AVAILABLE DATA:
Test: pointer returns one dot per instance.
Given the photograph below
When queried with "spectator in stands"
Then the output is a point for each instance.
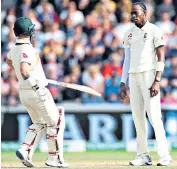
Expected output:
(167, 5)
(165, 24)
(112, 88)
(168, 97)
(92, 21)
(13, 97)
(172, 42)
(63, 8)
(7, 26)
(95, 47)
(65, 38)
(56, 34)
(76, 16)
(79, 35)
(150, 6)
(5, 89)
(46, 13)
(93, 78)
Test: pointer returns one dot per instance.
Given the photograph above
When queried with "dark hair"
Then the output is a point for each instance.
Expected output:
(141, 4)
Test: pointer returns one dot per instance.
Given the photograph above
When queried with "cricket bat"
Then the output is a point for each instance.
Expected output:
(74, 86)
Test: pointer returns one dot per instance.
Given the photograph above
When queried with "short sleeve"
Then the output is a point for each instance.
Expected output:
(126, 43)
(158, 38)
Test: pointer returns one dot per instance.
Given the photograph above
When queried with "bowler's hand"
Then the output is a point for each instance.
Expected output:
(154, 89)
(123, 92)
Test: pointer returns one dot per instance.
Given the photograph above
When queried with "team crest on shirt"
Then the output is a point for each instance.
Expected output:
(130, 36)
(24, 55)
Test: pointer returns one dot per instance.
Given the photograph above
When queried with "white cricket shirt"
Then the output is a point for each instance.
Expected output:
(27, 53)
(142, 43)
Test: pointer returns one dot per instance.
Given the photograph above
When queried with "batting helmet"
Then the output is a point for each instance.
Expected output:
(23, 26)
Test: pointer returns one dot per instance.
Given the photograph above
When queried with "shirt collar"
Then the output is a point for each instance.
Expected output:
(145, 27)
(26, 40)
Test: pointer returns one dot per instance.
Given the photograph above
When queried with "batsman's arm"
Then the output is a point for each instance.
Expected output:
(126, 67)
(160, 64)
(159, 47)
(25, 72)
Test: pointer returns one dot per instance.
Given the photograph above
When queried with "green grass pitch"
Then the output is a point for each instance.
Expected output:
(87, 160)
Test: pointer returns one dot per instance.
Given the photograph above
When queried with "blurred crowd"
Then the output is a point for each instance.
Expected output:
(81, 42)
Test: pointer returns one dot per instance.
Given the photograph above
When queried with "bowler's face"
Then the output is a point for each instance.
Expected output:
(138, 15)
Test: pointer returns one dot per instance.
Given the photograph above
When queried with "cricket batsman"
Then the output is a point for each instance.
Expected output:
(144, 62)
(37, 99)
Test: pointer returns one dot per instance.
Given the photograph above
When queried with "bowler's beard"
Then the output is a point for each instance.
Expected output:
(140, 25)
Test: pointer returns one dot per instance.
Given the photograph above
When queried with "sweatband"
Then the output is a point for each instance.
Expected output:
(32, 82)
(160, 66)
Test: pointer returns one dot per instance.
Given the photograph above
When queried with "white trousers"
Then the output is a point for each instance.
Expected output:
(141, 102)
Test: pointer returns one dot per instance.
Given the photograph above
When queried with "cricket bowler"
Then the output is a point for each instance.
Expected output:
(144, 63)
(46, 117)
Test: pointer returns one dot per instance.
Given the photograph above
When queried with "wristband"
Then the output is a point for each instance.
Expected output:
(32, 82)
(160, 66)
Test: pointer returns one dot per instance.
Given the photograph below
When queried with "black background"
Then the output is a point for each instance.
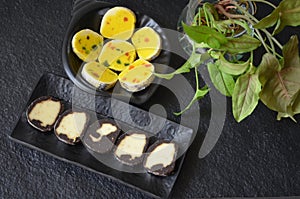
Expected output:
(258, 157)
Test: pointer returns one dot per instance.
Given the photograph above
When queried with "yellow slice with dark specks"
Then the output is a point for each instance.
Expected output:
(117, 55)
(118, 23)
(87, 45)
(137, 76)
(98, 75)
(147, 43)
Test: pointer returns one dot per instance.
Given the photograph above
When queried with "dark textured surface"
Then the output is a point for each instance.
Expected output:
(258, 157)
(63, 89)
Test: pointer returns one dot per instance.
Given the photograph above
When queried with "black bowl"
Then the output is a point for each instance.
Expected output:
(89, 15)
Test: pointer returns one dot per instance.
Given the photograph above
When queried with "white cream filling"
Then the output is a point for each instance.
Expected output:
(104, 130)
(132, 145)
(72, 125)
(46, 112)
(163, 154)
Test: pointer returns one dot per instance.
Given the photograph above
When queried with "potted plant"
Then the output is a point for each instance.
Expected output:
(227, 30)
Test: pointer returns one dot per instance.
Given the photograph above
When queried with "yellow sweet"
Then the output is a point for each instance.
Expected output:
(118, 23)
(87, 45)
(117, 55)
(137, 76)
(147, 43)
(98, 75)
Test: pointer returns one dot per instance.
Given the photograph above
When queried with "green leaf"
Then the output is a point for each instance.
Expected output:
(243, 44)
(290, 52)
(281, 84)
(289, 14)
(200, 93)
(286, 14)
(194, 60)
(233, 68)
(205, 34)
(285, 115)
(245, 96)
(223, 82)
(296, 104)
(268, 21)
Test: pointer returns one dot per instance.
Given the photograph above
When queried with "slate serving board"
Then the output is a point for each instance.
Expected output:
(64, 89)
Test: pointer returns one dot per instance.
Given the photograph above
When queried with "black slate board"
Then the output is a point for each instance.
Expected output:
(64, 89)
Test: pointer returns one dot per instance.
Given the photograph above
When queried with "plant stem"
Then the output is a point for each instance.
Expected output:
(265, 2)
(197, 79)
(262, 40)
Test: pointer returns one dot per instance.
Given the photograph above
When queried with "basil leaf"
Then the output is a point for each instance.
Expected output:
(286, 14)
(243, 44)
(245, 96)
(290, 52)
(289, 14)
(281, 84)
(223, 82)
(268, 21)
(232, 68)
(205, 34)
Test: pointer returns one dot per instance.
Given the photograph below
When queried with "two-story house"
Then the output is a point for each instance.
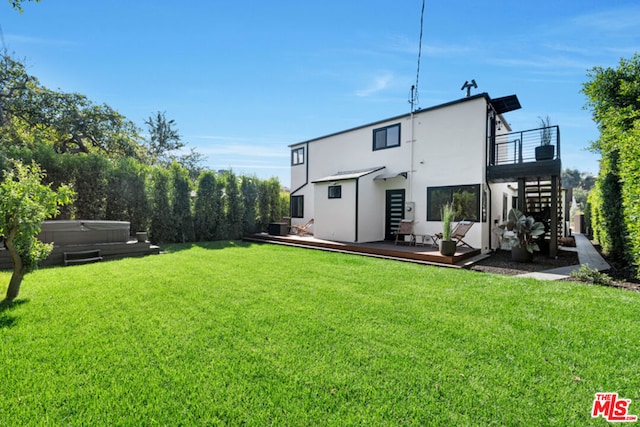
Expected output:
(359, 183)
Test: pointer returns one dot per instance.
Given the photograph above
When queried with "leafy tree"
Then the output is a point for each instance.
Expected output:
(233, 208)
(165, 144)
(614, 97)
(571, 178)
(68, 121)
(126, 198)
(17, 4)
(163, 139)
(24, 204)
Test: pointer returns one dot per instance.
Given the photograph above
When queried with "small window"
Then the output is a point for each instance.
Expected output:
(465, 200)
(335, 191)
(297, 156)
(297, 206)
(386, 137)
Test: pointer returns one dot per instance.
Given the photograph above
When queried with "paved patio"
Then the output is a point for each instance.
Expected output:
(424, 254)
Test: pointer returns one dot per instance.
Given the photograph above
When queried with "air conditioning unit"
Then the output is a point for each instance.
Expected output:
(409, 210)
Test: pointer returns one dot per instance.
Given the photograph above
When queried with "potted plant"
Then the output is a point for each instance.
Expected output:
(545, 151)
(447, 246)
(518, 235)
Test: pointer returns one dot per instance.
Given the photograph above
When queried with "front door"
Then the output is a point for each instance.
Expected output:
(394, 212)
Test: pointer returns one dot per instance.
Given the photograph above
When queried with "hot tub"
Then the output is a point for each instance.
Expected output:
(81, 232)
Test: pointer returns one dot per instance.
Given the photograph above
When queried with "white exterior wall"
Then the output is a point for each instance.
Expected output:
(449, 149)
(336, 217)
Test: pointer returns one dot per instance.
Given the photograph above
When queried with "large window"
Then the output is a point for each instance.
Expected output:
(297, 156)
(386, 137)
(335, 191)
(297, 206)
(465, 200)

EXERCISE INSTRUCTIONS: In the records above, find every line containing the word "cricket" and show it.

RESULT:
When queried with "cricket bat"
When queried with "white cricket shirt"
When queried with "cricket batsman"
When queried with "cricket bowler"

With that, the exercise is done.